--- Document ---
Author Q&A with Joanne Holbrook

Author Q&A with Joanne Holbrook

Mother of two and spouse of a United States Army officer, Joanne Holbrook is a woman on a mission. That mission includes helping parents successfully raise children who are kind and empathetic. And this isn’t easy to do when you are a globe-trotting author, a dance instructor, choreographer, yoga teacher and mother of two. Yes, that’s right. Joanne has raised her family in South Africa, England, Germany, Australia, and the United States, now residing in Hawaii.

Born in South Africa under the controlling Apartheid Government, Joanne yearned for a better understanding of cultures outside her world. This experience, combined with the world travels that come with a military lifestyle, allowed Joanne to observe culture and parenting from multiple international perspectives and with a broader worldview. She’s channeled her incredible experiences, stories and advice into a must-read book entitled Your Passport to Parenting. This unique book explores parenting ideas from around the world, providing stories and lessons that demonstrate how values-based parenting can help create meaningful bonds between you and your child.

--- Given data ---
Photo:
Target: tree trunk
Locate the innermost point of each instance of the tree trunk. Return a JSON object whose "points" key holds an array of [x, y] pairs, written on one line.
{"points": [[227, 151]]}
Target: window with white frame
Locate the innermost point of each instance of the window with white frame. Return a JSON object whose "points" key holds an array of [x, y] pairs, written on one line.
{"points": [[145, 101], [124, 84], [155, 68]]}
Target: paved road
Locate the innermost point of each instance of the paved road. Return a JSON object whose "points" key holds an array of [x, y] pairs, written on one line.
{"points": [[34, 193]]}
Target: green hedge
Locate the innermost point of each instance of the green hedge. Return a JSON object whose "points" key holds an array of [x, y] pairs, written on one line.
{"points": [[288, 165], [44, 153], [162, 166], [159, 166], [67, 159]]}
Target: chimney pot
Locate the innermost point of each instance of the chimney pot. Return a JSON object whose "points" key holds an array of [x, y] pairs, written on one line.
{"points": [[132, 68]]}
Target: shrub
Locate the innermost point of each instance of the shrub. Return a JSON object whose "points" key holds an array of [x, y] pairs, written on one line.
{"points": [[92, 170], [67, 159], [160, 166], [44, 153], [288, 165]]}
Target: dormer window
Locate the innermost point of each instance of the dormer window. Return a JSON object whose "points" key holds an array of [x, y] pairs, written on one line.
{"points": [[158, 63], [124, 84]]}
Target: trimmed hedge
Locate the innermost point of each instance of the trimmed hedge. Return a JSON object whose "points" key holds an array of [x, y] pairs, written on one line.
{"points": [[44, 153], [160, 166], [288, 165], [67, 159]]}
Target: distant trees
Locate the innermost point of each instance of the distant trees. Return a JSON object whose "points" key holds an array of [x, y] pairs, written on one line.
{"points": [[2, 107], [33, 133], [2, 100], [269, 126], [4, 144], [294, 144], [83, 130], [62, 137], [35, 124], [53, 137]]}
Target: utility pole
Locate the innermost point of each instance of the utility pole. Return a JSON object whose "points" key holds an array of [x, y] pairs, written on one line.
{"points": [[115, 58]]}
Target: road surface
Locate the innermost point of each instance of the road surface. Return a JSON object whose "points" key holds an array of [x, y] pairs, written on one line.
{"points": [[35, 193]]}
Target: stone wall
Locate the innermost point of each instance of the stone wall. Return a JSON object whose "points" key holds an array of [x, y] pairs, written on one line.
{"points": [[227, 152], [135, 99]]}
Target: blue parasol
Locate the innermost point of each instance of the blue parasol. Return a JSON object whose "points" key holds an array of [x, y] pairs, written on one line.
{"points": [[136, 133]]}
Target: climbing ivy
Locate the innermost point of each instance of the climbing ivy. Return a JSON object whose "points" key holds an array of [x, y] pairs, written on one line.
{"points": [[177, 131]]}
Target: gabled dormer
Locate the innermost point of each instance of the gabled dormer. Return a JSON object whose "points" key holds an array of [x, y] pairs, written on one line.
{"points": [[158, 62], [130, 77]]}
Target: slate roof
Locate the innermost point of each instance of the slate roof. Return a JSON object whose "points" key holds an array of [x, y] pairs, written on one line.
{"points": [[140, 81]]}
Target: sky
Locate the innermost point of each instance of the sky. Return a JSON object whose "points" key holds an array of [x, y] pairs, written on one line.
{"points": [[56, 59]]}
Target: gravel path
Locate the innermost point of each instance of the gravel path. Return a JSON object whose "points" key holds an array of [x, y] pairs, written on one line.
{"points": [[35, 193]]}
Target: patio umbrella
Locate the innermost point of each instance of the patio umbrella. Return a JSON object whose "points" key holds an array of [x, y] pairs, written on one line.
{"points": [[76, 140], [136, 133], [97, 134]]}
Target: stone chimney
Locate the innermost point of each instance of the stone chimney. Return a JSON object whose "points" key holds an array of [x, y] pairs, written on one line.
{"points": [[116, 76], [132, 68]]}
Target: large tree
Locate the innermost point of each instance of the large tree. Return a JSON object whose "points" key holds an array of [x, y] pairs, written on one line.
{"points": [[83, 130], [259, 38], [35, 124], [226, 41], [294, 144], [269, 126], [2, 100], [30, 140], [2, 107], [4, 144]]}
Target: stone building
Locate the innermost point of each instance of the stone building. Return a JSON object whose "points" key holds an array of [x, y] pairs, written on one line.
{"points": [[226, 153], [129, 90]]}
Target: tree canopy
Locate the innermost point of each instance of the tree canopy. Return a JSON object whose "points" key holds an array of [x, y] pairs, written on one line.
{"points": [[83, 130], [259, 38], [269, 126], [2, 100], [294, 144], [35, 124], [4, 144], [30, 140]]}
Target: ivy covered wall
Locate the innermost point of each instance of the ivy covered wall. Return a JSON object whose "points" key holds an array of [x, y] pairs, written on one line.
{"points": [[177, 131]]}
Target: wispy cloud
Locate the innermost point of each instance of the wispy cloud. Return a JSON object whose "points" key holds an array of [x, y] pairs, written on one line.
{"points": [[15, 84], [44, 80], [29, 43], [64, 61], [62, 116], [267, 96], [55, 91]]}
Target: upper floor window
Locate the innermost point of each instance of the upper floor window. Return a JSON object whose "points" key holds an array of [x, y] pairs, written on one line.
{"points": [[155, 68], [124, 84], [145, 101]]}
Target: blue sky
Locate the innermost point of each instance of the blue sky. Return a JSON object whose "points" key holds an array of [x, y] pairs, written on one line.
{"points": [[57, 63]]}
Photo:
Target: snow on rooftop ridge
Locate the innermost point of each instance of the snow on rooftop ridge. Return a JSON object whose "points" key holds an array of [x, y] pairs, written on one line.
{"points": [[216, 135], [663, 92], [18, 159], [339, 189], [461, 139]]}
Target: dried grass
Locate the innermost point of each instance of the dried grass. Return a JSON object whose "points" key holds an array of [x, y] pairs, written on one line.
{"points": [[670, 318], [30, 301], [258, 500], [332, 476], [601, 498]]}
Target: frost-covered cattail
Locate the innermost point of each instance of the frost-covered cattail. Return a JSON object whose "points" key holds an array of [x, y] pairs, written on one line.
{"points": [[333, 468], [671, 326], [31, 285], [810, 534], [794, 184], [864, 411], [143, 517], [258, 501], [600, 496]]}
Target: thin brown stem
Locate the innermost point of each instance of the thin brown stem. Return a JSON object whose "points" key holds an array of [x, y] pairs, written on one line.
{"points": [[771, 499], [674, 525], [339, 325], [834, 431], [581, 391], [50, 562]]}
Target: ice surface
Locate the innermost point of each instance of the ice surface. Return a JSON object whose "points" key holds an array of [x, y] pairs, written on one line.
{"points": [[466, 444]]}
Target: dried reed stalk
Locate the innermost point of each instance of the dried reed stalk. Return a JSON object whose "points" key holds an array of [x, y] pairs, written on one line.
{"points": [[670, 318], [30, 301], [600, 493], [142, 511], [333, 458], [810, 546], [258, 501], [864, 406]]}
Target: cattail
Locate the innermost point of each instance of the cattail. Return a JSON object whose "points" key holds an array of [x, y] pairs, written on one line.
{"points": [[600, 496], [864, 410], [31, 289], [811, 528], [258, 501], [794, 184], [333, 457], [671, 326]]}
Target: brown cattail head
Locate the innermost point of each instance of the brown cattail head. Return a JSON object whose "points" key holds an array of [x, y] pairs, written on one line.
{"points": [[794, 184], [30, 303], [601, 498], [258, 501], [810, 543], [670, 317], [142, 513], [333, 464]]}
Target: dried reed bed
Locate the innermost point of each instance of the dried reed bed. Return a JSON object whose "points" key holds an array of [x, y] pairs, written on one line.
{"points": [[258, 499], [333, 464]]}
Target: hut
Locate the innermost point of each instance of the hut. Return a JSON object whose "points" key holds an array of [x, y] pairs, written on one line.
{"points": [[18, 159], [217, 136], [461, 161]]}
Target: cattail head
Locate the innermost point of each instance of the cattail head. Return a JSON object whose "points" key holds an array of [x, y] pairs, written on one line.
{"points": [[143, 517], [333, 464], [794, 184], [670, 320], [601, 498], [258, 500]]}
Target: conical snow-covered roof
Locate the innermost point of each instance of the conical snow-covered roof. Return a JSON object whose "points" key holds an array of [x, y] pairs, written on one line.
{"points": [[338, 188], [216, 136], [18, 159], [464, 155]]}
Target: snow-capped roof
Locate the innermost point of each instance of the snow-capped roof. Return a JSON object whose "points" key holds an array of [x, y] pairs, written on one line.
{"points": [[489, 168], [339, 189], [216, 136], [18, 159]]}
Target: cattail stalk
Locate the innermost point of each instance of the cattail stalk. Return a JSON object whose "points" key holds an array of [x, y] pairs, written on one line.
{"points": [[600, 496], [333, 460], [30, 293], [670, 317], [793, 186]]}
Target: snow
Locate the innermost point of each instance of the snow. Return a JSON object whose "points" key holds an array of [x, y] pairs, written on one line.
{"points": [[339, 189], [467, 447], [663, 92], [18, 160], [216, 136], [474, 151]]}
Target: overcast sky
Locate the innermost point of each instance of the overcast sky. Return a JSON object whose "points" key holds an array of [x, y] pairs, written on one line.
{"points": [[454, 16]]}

--- Directions ---
a – Answer these questions from the author Q&A:
(i) Where does Joanne Holbrook now live?
(ii) Under what government was she born?
(iii) What is the title of her book?
b – Decide whether each statement agrees with the author Q&A, and quote the words that settle it:
(i) Joanne Holbrook's spouse is a United States Navy officer.
(ii) Joanne Holbrook was born in England.
(iii) Her book explores parenting ideas from around the world.
The data has no role in this work.

--- Expected results ---
a –
(i) Hawaii
(ii) The Apartheid Government
(iii) Your Passport to Parenting

b –
(i) No: "spouse of a United States Army officer"
(ii) No: "Born in South Africa under the controlling Apartheid Government"
(iii) Yes: "This unique book explores parenting ideas from around the world"